■ **EXCERPT PROVIDED**:
How to speed up bit testing

Question

I'm pondering at how to speed up bit testing in the following routine:

void histSubtractFromBits(uint64* cursor, uint16* hist){
    //traverse each bit of the 256-bit-long bitstring by splitting up into 4 bitsets
    std::bitset<64> a(*cursor);
    std::bitset<64> b(*(cursor+1));
    std::bitset<64> c(*(cursor+2));
    std::bitset<64> d(*(cursor+3));
    for(int bit = 0; bit < 64; bit++){
        hist[bit] -= a.test(bit);
    }
    for(int bit = 0; bit < 64; bit++){
        hist[bit+64] -= b.test(bit);
    }
    for(int bit = 0; bit < 64; bit++){
        hist[bit+128] -= c.test(bit);
    }
    for(int bit = 0; bit < 64; bit++){
        hist[bit+192] -= d.test(bit);
    }
}

The actual gcc implementation does a range-check for the bit argument, then &-s with a bitmask. I could do it without the bitsets and with my own bit-shifting / masking, but I'm fairly certain that won't yield any significant speedup (tell me if I'm wrong and why).

■ **RECORDS SUPPLIED**:

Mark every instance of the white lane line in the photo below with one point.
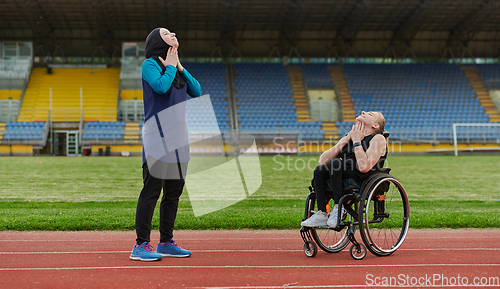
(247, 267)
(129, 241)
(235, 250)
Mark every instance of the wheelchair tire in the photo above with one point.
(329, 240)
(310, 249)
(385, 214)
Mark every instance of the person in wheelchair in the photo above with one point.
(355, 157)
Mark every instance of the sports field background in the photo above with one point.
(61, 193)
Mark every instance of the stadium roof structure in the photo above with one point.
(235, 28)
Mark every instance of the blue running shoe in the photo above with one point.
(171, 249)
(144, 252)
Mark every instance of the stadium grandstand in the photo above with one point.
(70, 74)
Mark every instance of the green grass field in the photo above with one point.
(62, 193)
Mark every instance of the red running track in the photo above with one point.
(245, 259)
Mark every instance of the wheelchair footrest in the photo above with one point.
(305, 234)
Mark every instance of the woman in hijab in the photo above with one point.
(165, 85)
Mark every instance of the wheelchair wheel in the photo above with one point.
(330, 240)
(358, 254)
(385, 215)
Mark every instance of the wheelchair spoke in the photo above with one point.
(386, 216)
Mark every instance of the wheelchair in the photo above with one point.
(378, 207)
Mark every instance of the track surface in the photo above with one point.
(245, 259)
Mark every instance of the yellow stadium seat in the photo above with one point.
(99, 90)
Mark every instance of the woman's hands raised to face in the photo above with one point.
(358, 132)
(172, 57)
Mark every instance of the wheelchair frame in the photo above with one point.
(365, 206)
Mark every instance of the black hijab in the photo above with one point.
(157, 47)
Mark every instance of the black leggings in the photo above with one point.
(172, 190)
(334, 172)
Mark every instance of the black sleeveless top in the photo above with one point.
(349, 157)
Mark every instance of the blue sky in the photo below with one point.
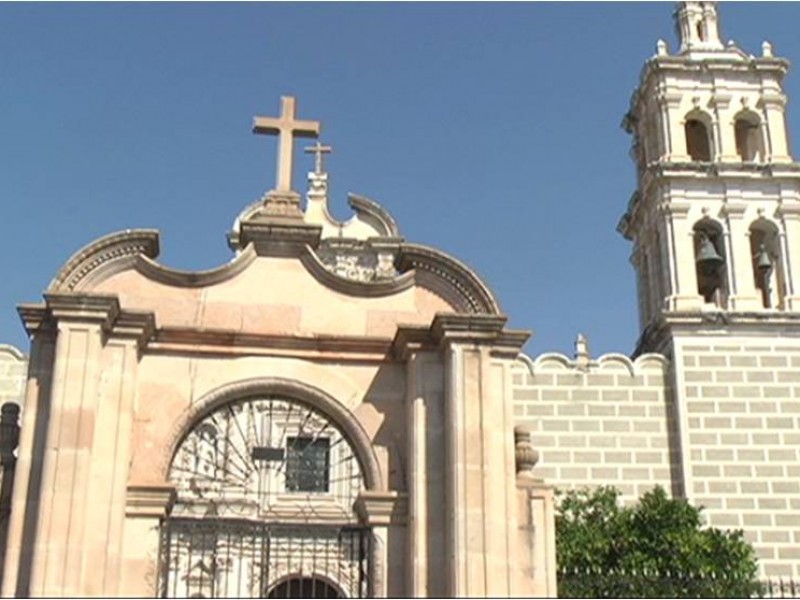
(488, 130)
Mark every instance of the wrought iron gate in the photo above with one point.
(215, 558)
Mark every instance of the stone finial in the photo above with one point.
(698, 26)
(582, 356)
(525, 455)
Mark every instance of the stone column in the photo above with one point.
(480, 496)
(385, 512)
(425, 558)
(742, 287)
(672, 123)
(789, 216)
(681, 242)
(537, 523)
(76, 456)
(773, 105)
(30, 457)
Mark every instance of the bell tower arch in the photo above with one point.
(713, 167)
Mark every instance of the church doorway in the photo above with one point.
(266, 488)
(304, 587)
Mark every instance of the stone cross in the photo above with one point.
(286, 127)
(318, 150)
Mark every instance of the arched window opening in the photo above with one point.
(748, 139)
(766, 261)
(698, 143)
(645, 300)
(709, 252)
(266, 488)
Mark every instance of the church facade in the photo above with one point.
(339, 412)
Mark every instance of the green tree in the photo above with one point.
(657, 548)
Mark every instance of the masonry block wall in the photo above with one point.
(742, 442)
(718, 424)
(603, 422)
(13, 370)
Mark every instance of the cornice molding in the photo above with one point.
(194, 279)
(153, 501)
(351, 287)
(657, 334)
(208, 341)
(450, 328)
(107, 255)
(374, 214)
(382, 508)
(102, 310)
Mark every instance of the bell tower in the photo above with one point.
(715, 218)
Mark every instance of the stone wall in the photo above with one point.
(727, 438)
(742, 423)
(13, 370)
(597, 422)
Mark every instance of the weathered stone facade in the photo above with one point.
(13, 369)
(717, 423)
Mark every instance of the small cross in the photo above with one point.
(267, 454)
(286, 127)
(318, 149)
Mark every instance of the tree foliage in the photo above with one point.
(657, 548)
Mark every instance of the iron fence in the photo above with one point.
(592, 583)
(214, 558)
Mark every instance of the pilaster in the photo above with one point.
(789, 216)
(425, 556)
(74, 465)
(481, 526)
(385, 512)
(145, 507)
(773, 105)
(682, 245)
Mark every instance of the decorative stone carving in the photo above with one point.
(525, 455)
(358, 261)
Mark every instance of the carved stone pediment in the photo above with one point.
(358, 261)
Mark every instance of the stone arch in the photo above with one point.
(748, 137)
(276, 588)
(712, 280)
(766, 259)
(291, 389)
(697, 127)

■ **WHAT YOU WILL DO**:
**A.** Reproduce the bit-testing question from "The actual gcc" to "wrong and why).".
**B.** In the bit-testing question, what does the gcc implementation do with the bit argument before applying a bitmask?

■ **REPLIES**:
**A.**
The actual gcc implementation does a range-check for the bit argument, then &-s with a bitmask. I could do it without the bitsets and with my own bit-shifting / masking, but I'm fairly certain that won't yield any significant speedup (tell me if I'm wrong and why).

**B.** It performs a range-check on the bit argument.